[Start Quoted passage]
Long-term planning is the most critical issue directors say they face today. And companies are increasingly turning to noncash compensation for their boards of directors. These and other findings are contained in the 1991 Organization and Compensation of Boards of Directors, a recently released study conducted by Ernst & Young, the international professional services firm. The study reflects the thinking of 450 publicly held companies in 24 industries. An excerpt from the study follows.

Across corporations of all sizes and industry groups, board members agree that serving the shareholders' interest is the most important function of the board. In that context, ensuring long-term corporate survival and viable growth are concerns frequently cited by board members. The accompanying table displays what directors state as their primary responsibilities.

Directors see boards as being most influential on decisions regarding:

-- Compensation of top management;

-- Mergers and acquisitions;

-- Management succession;

-- Counseling top management;

-- Selection of senior executives;

-- Long-range strategic planning;

-- Capital expenditures.

Boards continue to focus time on the strategic planning process. Fifty-five percent of all companies report special sessions devoted exclusively to long-range strategic planning. However, only 23% of the directors report having strong influence in this area, and only 22% report that their approval of long-range strategic plans is required.

Board Evaluation. Despite calls for increased accountability of board members, this year's study shows that 10% of the reporting companies have formal mechanisms in place to evaluate the performance of the board as a whole (up from 7% in our 1988 study) and 9% of responding companies have a mechanism for evaluating the performance of individual directors (down one percentage point from our 1988 survey).
[End Quoted passage]
What you need to do »
1. Answer from the board study passage:
(a) How many publicly held companies does the study reflect?
(b) What share of all companies report special sessions devoted exclusively to long-range strategic planning?
(c) In the 1988 study, what percentage of companies had formal mechanisms to evaluate the performance of the board as a whole?
2. Reproduce the stretch of the board study passage from "-- Capital expenditures." through "plans is required.".
3. List every area of decision in which, according to the board study passage, directors see boards as most influential.
Rely only on the board study passage for what follows.
[Start Stored data]
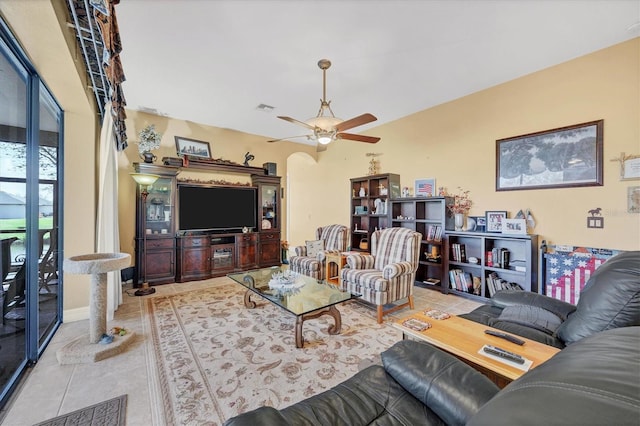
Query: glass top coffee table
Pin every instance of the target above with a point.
[End Stored data]
Responses to the exercise »
1.
(a) 450
(b) Fifty-five percent
(c) 7%

2.
-- Capital expenditures.

Boards continue to focus time on the strategic planning process. Fifty-five percent of all companies report special sessions devoted exclusively to long-range strategic planning. However, only 23% of the directors report having strong influence in this area, and only 22% report that their approval of long-range strategic plans is required.

3.
- Compensation of top management
- Mergers and acquisitions
- Management succession
- Counseling top management
- Selection of senior executives
- Long-range strategic planning
- Capital expenditures